Work to be completed
Copy out the stretch from the line containing "If you could tag the gravel" through the last of the lines below, both ends included, with every request kept as is. Shift each coordinate by adding 60 to both of its numbers.

======== The records ========

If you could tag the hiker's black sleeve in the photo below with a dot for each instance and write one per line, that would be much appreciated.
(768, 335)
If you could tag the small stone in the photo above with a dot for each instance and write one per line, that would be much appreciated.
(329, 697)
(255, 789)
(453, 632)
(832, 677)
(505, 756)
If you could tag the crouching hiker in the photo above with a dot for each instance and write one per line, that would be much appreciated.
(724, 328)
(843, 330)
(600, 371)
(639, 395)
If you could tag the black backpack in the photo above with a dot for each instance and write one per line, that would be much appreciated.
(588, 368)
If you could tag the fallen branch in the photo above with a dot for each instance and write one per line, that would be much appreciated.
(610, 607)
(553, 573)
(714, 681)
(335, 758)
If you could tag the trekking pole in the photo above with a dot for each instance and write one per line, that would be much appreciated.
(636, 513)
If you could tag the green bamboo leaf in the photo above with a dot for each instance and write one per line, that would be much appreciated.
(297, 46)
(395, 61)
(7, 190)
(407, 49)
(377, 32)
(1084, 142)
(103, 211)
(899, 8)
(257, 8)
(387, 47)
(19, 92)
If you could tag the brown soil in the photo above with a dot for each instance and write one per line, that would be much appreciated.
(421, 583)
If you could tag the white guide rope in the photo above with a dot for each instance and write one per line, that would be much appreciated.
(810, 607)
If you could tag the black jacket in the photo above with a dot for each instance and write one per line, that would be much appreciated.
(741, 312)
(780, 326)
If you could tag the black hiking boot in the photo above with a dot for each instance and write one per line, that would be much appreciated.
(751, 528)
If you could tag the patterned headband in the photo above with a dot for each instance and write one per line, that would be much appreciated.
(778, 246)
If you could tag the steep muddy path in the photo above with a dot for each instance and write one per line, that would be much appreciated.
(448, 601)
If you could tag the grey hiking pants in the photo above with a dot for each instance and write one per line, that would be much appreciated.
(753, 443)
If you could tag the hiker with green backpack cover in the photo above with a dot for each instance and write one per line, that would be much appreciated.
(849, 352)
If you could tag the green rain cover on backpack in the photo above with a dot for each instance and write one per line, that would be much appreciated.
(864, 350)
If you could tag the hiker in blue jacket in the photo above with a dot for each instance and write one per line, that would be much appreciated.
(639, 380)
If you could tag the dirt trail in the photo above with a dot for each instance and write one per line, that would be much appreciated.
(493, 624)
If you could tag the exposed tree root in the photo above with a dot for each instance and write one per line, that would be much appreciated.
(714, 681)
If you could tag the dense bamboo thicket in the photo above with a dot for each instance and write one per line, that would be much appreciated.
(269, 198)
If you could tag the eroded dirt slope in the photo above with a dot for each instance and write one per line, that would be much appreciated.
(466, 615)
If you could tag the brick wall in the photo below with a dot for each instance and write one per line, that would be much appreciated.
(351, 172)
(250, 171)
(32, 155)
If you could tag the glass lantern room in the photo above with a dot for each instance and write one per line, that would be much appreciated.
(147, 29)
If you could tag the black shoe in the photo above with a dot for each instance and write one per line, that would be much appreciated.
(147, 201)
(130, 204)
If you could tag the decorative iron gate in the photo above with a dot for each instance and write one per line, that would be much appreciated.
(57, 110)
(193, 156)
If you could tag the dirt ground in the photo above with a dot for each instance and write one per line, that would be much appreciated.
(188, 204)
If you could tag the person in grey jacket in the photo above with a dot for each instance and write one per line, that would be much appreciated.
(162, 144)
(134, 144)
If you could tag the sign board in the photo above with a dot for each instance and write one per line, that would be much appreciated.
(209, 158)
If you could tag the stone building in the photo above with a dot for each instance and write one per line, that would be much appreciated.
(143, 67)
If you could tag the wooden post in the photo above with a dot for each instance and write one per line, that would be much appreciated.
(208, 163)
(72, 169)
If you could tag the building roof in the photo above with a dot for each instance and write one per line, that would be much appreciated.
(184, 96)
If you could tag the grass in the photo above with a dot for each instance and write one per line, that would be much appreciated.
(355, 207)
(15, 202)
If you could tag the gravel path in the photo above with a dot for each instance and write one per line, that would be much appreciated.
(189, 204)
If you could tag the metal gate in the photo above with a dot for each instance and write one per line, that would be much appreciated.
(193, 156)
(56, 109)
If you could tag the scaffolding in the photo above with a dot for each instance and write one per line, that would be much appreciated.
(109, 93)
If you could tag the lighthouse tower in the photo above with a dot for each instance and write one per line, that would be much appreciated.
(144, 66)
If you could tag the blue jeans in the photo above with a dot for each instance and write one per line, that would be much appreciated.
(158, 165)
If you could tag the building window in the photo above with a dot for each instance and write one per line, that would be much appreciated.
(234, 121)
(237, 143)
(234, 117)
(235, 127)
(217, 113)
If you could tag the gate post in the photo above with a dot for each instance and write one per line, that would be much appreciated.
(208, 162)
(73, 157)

========

The answer
If you could tag the gravel path in the photo above with a dot for each instance and write one per line, that would be much appreciated.
(249, 264)
If you could tag the metal gate in the photo above with a dot for each instance and write one per line, that would be much appreciated.
(253, 216)
(116, 169)
If you could tag the scaffolding in the photo above with a dot for each instance and write one per line, that would be much appreciated.
(169, 153)
If you could tag the lighthouse tower in the photo above with a dot for each instance and write one per line, that would be much appreciated.
(204, 126)
If you could tag the blue jeans in the photo above with a dot for each instance and write one per line, that would be much appreciated.
(218, 225)
If you could tag the building window in the photo above with a dot for each instance and write one per line, that would be much appreciated.
(294, 181)
(297, 203)
(294, 177)
(295, 187)
(277, 173)
If you could tag the gate post in the photo above with a dot for each instance and write one per line, that would be much appreciated.
(268, 222)
(133, 217)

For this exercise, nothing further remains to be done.